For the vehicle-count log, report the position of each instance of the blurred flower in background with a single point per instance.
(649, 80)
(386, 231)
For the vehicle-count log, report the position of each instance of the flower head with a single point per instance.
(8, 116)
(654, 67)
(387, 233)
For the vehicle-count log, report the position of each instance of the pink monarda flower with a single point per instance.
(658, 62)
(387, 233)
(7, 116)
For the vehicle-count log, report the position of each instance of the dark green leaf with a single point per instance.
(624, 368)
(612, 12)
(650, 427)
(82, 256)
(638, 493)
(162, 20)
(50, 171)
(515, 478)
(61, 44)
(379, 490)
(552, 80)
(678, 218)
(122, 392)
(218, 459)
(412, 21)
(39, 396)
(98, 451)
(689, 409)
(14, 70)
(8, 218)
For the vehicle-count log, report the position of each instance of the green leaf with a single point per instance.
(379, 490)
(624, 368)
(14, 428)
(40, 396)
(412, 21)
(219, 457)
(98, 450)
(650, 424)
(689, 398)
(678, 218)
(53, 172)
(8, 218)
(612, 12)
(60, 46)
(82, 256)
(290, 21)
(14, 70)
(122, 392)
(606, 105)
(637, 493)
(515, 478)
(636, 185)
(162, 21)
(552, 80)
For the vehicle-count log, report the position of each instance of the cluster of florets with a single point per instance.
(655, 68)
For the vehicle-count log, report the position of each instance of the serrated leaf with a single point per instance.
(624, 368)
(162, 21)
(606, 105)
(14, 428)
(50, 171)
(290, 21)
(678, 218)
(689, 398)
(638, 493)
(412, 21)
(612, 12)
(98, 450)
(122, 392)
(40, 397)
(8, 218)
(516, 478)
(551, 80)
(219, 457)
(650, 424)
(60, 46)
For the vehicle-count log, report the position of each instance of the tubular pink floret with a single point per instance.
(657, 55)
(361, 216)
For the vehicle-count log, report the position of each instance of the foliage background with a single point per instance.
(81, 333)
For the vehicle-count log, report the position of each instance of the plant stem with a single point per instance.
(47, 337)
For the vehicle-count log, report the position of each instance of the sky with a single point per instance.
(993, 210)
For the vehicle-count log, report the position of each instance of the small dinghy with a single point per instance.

· · · ·

◆ **Work order**
The complete listing is to be repeated word for word.

◆ **Completed exercise**
For the vehicle-count log, report the position of each instance of the blurred flower in background with a single point per instance.
(649, 80)
(386, 231)
For the vehicle-count log, report the position of each instance of the flower head with a single point per instance.
(8, 116)
(654, 67)
(387, 233)
For the vehicle-count log, report the position of each instance of the pink monarda flower with a single point per instance.
(658, 62)
(387, 233)
(7, 116)
For the vehicle-count log, report the position of each instance of the dark green leaf with a single point per instance.
(624, 368)
(612, 12)
(650, 427)
(82, 256)
(638, 493)
(162, 20)
(50, 171)
(515, 478)
(61, 44)
(379, 490)
(552, 80)
(678, 218)
(122, 392)
(218, 459)
(412, 21)
(39, 396)
(98, 451)
(689, 409)
(14, 70)
(8, 218)
For the vehicle-count log, report the position of each instance of the green leaf with a single point per instance.
(379, 490)
(624, 368)
(14, 428)
(40, 396)
(412, 21)
(219, 457)
(98, 450)
(650, 424)
(689, 398)
(678, 218)
(53, 172)
(8, 218)
(612, 12)
(60, 46)
(82, 256)
(290, 21)
(14, 70)
(122, 392)
(606, 105)
(637, 493)
(515, 478)
(636, 185)
(162, 21)
(552, 80)
For the vehicle-count log, report the position of each instance of the cluster of florets with a single point per instance.
(655, 68)
For the vehicle-count log, report the position of each instance of the serrated leaf with a single point per instance.
(624, 368)
(162, 21)
(606, 105)
(14, 428)
(50, 171)
(290, 21)
(678, 218)
(689, 398)
(638, 493)
(412, 21)
(612, 12)
(98, 450)
(122, 392)
(40, 397)
(8, 218)
(516, 478)
(551, 80)
(219, 457)
(650, 424)
(60, 46)
For the vehicle-count log, report the position of each instance of the tubular pink floret with a single point per instance.
(657, 55)
(361, 216)
For the vehicle-count log, report the position of each instance of the foliage background with a single point per instance.
(81, 333)
For the vehicle-count log, report the position of each instance of the plant stem with a single point per instance.
(47, 337)
For the vehicle-count log, report the position of each instance of the sky with a single point per instance.
(993, 210)
For the vehicle-count log, report the position of each instance of the small dinghy with a single point per instance.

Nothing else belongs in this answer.